__EXERCISE TASKS__:
A. Write out the steel target discussion from "There are also" up to and including "if not indefinitely.".
B. Name every firearm cartridge or caliber mentioned in the steel target discussion, listing each one only once.

__SELECTION__:
□ □ □ □

I just need to know how thick I'll need to ask for and what material. I'd like to shoot them with both handguns and rifles...anywhere from 22lr up to 308. I'm thinking half inch thick 3xx stainless. Would this be tough enough to stand up to repetitive hits? Would carbon steel be better? (The thought of rust is discouraging though)

Would I be able to shoot steel with fmj and jhp at 25 yards? (9mm on up)

Any advice would be appreciated.

Thanks,
Kel
 
We have a job where we cut out rings from 3/8" plate. They
leave a nice 12" circle of scrap. So far I have only shot them
with 9mm. It just barely marks the plate. I dont know what
a .308 would do to it.

Mike
 
That is definitely the way to go. I have done the same thing and made my own from some 1/2" Scrap plate. I have only shot pistol up to .45 cal at them though. Makes a nice "clang" sound. .45 acp doesn't faze them at all. ( and .44 mag)
 
.308 will punch holes in 3/8". Don't know about 1/2", but I suspect it won't take very many hits. As for the SS, I think once you see the price, you'll aquire a fondness for a nice patina of rust. :D But it's really not bad. Let it rust a bit, then spray it with some PAM. Yeah, the cooking stuff. You'll get a seasoned finish somewhat like a frying pan.

As for hazards, yeah, they are real. Some folks hang a sheet of thick rubber a few inches in front of the plate. You still get the nice CLANG, but the backsplash is greatly reduced.
 
You could hang the plate, but facing downward at a 45° angle so any backsplatter is also deflected safely down into the ground. I suppose you could get it cut in an elongated oval or rectangle shape to compensate for foreshortening, so it still looks like a circle or square when facing it from the firing line...

There are also innumerable reports of even rifle fire failing to defeat car windshield glass because the angle of deflection is too great, and I'd have to at least suppose that 3/8" or 1/2" steel would also survive a lot longer, if not indefinitely.

Hopefully everybody can view my quick-n-dirty .BMP bitmap I sketched in MS-paint and converted to .JPG...

□ □ □ □

__Excerpts of location labeling data__:
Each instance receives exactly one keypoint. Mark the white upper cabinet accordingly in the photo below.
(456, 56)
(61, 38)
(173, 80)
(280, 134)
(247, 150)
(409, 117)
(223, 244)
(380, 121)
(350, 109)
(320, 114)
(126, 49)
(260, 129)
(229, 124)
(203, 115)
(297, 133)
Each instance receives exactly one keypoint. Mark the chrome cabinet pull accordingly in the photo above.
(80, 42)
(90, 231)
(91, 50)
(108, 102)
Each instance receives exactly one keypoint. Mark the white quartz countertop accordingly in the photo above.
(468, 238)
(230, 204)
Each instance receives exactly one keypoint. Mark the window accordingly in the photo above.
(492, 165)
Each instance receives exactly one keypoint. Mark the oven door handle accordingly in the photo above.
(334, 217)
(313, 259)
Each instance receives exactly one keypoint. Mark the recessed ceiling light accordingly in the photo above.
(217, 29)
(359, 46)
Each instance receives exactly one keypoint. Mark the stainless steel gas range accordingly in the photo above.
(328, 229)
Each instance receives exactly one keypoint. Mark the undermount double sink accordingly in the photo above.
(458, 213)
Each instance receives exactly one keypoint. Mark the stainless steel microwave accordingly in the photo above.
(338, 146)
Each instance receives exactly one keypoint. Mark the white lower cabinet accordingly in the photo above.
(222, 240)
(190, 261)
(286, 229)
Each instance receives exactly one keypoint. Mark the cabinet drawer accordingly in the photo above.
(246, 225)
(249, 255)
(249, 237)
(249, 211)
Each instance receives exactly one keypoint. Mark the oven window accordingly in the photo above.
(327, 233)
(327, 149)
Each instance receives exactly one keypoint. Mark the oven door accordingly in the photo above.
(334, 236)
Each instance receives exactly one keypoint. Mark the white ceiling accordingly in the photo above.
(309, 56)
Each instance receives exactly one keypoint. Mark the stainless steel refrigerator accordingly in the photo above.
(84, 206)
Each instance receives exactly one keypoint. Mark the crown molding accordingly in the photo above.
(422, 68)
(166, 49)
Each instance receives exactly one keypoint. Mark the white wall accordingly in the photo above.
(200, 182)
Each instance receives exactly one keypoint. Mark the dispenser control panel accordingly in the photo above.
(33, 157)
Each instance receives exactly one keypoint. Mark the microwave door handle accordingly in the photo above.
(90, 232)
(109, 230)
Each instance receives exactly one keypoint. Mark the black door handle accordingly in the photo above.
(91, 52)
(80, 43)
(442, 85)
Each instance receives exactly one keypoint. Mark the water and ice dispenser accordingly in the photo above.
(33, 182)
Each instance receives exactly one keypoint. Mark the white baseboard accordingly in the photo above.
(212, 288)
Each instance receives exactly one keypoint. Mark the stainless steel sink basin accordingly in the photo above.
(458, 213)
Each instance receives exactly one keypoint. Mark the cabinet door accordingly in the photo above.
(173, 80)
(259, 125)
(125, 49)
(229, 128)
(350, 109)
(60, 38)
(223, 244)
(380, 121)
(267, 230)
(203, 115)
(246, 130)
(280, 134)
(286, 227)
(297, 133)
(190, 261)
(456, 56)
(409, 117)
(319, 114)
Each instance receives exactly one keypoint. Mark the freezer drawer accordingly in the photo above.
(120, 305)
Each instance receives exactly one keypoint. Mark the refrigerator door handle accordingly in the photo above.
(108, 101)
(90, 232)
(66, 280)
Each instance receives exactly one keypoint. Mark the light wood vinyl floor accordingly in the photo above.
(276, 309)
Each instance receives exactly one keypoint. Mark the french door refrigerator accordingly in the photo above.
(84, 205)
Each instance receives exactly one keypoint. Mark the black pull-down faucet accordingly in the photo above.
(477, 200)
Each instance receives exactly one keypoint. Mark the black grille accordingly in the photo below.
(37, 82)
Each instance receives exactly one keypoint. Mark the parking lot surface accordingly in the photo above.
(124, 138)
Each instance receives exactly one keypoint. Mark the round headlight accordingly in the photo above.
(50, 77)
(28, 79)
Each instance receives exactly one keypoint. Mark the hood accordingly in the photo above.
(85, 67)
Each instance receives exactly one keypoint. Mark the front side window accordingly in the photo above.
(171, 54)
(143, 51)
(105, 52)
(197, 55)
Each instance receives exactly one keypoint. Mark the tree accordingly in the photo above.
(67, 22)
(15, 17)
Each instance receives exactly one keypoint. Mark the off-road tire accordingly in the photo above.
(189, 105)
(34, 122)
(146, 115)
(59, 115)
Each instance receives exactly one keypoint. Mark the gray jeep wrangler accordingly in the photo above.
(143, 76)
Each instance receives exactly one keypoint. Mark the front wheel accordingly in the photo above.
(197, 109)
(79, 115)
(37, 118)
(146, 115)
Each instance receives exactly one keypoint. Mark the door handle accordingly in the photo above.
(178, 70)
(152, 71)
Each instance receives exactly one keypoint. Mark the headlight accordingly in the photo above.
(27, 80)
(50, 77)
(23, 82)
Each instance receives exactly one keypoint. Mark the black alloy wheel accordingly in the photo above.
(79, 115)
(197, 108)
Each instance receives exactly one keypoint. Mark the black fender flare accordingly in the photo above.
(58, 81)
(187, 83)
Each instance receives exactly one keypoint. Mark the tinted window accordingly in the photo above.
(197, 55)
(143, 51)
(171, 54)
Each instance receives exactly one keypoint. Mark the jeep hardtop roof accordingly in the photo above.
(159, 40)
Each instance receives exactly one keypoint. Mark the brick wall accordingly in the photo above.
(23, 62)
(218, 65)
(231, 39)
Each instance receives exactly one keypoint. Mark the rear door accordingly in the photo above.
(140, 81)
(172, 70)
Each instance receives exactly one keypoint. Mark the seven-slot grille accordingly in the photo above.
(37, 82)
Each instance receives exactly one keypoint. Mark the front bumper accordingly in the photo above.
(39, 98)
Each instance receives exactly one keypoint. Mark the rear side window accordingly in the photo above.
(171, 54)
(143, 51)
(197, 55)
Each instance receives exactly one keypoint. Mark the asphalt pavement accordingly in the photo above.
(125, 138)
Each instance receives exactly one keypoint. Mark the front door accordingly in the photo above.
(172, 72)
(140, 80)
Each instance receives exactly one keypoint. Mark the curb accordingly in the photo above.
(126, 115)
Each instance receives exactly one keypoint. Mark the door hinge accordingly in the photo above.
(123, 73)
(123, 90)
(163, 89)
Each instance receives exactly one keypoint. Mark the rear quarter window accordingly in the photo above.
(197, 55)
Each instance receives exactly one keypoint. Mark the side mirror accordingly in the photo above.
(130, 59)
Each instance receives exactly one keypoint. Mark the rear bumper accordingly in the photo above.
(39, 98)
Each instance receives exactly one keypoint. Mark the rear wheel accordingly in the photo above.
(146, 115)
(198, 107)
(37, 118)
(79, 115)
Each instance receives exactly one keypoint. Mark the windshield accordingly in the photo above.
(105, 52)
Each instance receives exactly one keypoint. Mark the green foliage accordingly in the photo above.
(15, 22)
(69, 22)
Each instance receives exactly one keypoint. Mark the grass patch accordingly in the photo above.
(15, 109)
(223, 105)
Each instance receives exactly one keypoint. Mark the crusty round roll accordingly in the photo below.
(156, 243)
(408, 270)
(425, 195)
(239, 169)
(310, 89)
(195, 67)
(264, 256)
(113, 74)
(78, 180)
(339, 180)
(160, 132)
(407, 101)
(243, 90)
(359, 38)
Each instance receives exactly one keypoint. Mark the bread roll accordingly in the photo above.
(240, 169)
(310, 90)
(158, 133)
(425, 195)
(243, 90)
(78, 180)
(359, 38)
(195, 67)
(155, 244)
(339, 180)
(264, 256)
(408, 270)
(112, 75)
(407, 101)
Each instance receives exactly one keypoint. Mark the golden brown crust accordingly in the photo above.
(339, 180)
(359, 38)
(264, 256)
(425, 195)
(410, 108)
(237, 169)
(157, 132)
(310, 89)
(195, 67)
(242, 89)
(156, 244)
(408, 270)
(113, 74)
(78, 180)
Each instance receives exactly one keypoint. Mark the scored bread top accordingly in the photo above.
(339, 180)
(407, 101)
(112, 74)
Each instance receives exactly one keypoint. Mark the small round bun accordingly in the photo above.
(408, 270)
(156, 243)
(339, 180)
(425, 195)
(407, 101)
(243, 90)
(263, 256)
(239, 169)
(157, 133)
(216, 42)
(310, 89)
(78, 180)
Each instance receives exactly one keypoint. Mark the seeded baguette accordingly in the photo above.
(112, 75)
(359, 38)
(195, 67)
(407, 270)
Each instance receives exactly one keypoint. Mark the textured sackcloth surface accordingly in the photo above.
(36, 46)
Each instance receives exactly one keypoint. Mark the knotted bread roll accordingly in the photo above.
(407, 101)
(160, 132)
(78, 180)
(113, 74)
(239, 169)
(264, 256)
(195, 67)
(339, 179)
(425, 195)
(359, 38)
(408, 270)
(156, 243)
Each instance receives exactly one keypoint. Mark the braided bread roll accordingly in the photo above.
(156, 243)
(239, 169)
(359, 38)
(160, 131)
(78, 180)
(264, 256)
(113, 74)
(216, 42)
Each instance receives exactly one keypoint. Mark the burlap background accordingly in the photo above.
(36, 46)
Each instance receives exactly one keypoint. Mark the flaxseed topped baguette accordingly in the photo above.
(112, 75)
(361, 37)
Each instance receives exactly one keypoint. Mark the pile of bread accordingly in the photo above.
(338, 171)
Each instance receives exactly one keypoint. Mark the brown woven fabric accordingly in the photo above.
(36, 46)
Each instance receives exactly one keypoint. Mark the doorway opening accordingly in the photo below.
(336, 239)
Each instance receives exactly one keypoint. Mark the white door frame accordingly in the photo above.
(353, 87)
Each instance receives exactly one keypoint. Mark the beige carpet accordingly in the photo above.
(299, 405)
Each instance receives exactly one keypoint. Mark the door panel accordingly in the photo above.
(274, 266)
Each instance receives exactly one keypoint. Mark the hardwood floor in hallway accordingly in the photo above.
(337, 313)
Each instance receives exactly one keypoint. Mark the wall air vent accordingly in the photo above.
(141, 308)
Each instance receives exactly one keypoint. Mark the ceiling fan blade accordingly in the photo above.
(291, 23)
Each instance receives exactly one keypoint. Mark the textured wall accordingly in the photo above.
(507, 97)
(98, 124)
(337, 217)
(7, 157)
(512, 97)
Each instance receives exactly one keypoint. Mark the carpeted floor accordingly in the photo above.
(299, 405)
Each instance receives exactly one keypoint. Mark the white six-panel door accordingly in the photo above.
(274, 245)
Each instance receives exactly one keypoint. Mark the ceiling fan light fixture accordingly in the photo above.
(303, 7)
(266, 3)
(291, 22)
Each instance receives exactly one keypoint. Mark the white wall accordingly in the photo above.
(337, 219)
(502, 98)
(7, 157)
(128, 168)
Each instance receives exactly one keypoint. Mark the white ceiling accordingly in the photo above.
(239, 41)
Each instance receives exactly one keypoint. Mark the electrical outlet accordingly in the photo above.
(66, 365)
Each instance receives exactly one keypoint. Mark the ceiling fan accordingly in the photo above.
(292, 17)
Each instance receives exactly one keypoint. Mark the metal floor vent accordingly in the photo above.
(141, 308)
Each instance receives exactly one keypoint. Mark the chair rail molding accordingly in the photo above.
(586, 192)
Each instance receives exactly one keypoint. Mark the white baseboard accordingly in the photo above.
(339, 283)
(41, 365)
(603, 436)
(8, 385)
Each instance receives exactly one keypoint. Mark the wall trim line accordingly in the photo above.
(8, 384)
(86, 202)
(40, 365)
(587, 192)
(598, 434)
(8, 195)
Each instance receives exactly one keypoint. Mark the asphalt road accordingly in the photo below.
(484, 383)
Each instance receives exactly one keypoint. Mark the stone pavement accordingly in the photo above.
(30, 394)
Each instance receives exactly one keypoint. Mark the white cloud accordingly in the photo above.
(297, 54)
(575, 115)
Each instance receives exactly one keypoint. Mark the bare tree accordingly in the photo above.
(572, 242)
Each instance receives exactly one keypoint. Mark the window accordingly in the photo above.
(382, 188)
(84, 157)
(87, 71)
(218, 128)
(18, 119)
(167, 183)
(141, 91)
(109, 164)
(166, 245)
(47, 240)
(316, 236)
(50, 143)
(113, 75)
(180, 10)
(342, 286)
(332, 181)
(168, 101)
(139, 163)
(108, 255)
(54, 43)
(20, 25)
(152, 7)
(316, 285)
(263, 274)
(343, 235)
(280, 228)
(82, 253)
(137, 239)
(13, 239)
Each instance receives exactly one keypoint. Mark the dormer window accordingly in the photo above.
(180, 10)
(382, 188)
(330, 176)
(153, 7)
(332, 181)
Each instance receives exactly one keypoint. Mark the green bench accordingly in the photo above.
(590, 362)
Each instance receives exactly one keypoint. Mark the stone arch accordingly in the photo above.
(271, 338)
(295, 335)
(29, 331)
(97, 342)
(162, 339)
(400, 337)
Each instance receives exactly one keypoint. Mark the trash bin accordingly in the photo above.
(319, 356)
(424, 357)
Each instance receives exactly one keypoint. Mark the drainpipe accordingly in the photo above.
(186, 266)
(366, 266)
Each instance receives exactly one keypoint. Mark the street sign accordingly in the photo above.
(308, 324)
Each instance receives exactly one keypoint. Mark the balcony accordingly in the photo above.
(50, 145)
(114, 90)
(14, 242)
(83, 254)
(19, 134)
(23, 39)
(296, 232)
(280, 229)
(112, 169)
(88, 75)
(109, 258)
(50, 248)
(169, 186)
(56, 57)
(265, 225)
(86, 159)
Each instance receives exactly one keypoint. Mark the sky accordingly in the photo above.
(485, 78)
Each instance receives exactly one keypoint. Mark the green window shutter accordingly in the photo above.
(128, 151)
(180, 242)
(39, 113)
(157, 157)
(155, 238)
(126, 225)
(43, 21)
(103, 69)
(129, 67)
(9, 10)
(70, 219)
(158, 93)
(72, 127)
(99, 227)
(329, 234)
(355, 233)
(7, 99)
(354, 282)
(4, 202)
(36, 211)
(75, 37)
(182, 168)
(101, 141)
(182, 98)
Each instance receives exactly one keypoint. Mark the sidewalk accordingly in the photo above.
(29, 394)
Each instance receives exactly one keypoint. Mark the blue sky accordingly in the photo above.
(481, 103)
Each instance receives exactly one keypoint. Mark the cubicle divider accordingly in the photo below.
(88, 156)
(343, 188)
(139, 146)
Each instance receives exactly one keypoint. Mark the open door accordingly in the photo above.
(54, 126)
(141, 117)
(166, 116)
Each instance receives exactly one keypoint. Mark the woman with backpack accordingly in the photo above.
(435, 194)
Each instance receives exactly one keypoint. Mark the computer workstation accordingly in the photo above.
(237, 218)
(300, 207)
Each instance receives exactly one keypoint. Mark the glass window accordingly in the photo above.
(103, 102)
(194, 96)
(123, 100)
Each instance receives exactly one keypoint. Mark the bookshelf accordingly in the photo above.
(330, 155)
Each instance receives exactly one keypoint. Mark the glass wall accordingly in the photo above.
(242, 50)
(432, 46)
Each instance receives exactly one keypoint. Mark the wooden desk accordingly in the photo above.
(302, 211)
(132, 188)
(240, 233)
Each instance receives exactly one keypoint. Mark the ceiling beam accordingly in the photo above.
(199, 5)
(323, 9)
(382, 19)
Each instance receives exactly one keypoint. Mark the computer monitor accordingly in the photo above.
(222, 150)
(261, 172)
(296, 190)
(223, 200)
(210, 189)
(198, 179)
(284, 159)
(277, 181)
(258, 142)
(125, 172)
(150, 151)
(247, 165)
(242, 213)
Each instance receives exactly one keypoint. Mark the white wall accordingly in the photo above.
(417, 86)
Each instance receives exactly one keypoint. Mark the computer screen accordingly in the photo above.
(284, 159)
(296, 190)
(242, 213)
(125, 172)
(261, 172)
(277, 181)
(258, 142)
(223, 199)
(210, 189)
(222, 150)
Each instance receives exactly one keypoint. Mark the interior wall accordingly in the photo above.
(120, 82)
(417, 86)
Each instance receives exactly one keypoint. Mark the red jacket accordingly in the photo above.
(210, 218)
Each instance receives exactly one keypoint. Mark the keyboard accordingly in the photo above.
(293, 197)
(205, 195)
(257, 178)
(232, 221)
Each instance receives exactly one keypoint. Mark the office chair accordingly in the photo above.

□ □ □ □

__RESPONSE LIST__:
A.
There are also innumerable reports of even rifle fire failing to defeat car windshield glass because the angle of deflection is too great, and I'd have to at least suppose that 3/8" or 1/2" steel would also survive a lot longer, if not indefinitely.

B.
22lr
.308
9mm
.45 acp
.44 mag